● **Brief**:
Retype all of the material below word for word, leaving out the pictures.

● **Data listing**:

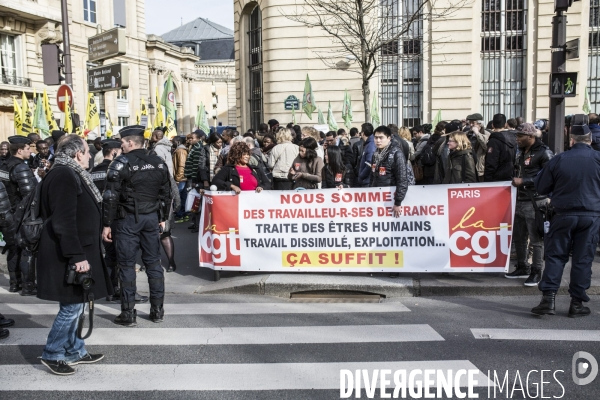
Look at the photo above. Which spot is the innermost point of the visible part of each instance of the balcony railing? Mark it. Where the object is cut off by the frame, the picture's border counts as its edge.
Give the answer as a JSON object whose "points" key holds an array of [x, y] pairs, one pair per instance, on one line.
{"points": [[15, 80]]}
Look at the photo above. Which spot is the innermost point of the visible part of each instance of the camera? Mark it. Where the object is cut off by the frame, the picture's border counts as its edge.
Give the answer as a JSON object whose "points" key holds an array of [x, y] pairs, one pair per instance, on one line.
{"points": [[79, 278]]}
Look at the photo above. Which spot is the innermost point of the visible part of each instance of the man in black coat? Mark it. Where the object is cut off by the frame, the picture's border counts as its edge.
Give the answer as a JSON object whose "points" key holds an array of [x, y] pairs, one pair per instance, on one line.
{"points": [[501, 152], [70, 208]]}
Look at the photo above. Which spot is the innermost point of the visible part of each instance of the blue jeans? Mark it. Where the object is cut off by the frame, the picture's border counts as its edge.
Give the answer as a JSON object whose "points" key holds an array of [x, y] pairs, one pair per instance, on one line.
{"points": [[63, 343], [183, 196]]}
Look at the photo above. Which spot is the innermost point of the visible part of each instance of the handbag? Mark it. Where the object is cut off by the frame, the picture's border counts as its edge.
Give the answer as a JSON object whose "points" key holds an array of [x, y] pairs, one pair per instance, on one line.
{"points": [[543, 215]]}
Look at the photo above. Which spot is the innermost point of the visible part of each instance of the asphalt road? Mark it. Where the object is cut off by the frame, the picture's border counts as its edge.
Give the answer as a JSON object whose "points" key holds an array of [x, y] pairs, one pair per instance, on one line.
{"points": [[257, 347]]}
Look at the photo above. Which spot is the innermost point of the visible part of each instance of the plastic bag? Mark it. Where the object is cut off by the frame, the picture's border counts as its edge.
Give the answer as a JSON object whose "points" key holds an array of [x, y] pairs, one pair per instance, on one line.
{"points": [[191, 200]]}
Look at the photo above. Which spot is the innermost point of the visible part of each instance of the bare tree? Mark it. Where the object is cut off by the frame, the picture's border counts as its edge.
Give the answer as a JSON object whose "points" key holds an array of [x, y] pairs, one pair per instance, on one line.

● **Solution to the problem**:
Look at the photo above. Which spot is the innermost point of the visible part of each instance of the balcony railing? Mark it. Where the object is cut off by the frame, the picture's border counts as its edge.
Give the answer as a JSON object whose "points" key holds an array of [x, y] pairs, one pair per instance, on one line.
{"points": [[15, 80]]}
Look at the photo above. Which spot is the innermost point of the visible part of each instance of the camera? Mark it. Where the object is cut off by the frame, the picture's border counts as its edge.
Give the answer as a JSON object whose "points" key holds an array of [x, y] pairs, one pair per instance, on one line.
{"points": [[79, 278]]}
Look at the photo above. Which spot is the innermost point of the visible part of each instance of the man in black coat? Mark it. Where the object is cut off by the frame, the picture's border counts as its edge.
Give the answer as a JSON object whose "points" key holds an array of [x, y] pairs, one pair per instance, on one line.
{"points": [[501, 152], [70, 208]]}
Look at the photo above. Which spot is the innermost point of the visible part of each instance of the blue jeans? Mark it. Where the object is cut off by the frame, the picture's border counts as its edge.
Give the answer as a JSON object whose "points" key holds an array of [x, y] pairs, one pair per instance, on one line.
{"points": [[63, 343], [183, 196]]}
Look at the photo above. Which spot is the innermost point of the visible part of each instance of the handbag? Mark it. Where the object is cut off by the frame, the picture's border counts as its edge.
Give the answer as a JSON object whose "points" key holds an array of [x, y] pairs, one pair per instance, on one line.
{"points": [[543, 215]]}
Look at the photo above. Which spot is the innermost point of the visible part of each instance of the asphalt road? Mark it. Where the object is cut off by the frame, the picture's border counts as its edge.
Give the answer as a JSON object whose "points" key holds an array of [x, y] pairs, one pair per instance, on one line.
{"points": [[257, 347]]}
Look at the photo above. Which spot is the innermost point of the visible part of each instance of the plastic bag? Mark it. Where the object is cut off by the frame, the picture's border counts as its edge.
Give the answer as a JSON object whose "points" key holds an array of [x, y] pairs, one pair per instance, on one line.
{"points": [[191, 200]]}
Look at the photo above. Which spot is the innermost point of the visible part of each instance of the bare tree? Mark it. Where the object is cut off by the frame, the picture's border counts as its edge.
Give the answer as a JSON object whose "points" key holds an array of [x, y] pairs, one pair per instance, on one line.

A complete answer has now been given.